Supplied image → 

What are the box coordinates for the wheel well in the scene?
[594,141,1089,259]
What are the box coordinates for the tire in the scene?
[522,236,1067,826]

━━━━━━━━━━

> WHAT YOU HAVE TO DO
Give the lines of the listing as a numbered list, from the line containing "What are the box coordinates for the tire" through the end of the listing, leaving out any blank lines.

> RESPONSE TO THIS EXERCISE
1. What are the box coordinates for the tire in the scene?
2. [522,236,1067,826]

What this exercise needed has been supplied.